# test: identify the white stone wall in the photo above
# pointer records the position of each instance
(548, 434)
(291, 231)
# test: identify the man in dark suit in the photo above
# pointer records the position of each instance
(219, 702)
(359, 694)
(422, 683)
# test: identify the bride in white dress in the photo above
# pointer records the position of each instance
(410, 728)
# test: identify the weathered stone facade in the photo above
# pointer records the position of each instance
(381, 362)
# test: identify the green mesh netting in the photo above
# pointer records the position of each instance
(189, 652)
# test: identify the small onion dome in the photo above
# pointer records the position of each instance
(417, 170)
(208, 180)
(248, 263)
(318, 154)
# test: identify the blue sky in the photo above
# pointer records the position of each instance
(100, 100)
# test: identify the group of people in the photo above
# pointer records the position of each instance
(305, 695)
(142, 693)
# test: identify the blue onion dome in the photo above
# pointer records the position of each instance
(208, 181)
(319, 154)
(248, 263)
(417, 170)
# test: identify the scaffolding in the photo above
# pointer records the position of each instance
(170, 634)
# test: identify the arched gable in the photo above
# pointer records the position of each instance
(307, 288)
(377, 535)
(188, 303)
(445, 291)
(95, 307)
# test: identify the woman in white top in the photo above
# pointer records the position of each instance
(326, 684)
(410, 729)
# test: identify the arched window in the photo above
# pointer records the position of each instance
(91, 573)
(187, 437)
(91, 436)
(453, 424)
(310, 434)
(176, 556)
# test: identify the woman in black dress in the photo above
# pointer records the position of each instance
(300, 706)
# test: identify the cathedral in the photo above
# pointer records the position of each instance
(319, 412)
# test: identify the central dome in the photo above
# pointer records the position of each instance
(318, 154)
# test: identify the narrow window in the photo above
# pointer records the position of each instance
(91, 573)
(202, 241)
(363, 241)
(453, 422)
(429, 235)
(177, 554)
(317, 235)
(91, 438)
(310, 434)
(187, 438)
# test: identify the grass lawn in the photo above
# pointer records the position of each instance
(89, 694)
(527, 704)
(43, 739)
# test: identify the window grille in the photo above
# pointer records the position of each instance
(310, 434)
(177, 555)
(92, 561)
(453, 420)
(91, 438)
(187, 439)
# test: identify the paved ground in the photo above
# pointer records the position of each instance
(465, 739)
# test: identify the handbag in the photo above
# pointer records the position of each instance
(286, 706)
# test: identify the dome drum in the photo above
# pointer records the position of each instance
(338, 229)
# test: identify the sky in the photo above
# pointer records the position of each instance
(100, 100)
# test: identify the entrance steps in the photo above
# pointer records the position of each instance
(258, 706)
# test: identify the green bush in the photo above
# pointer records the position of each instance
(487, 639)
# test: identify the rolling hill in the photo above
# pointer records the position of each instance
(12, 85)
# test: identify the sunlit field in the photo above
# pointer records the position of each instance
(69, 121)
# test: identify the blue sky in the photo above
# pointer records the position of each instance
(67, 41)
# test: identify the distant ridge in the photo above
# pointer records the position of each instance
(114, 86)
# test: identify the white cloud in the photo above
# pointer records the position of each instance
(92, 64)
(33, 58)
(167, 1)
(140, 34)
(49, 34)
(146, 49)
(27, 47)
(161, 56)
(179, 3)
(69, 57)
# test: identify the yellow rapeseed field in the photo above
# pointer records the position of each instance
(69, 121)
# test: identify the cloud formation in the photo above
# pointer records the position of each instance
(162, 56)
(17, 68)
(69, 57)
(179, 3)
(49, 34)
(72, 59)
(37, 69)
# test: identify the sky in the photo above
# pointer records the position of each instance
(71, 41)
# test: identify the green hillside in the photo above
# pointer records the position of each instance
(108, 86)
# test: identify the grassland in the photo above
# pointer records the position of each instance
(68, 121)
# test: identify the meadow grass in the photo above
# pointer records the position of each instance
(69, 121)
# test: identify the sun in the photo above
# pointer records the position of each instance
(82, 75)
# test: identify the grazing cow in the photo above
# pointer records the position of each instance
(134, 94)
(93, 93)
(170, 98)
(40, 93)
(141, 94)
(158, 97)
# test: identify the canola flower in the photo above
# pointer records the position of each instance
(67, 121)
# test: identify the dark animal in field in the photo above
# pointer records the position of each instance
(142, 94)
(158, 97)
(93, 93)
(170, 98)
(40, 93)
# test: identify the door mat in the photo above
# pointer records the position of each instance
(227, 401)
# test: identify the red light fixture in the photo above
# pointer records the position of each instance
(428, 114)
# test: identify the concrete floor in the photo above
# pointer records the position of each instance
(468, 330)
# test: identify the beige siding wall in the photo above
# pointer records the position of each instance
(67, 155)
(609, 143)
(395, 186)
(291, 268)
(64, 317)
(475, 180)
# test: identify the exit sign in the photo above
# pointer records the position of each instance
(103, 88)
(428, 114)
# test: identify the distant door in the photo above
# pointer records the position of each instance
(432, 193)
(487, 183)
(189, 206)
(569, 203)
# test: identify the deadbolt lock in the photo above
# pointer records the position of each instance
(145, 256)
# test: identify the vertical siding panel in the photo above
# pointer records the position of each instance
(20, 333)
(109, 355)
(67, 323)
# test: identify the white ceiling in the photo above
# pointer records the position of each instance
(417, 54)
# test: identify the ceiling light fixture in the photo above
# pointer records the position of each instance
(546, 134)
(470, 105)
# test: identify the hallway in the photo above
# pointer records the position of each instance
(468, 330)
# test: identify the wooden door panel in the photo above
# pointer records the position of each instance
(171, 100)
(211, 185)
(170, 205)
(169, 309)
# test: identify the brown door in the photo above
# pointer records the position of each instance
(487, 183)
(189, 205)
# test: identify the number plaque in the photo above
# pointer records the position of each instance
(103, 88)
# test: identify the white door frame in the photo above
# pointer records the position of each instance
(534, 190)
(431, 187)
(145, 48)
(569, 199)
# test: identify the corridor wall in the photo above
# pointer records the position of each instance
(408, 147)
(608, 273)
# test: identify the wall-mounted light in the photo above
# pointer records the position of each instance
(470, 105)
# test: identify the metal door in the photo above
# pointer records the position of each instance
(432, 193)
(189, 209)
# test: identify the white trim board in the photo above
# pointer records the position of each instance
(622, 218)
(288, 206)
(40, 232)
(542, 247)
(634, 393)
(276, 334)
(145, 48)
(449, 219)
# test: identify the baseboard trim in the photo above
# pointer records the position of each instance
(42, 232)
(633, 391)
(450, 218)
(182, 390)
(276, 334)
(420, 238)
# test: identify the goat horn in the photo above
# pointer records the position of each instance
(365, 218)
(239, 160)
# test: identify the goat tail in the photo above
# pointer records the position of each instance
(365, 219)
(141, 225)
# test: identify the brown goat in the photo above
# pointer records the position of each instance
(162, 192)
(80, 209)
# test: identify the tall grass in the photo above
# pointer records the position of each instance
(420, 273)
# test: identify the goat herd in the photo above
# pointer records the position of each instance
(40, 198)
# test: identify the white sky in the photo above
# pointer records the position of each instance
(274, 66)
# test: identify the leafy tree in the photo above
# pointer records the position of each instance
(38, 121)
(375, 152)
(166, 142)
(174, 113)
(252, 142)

----

**WHAT YOU WILL DO:** Which lines of the records contain the word "cloud"? Copy each of them.

**SOLUTION FOR THIS PROBLEM:**
# test: identify the white cloud in the photo above
# test: identify the cloud formation in the photo above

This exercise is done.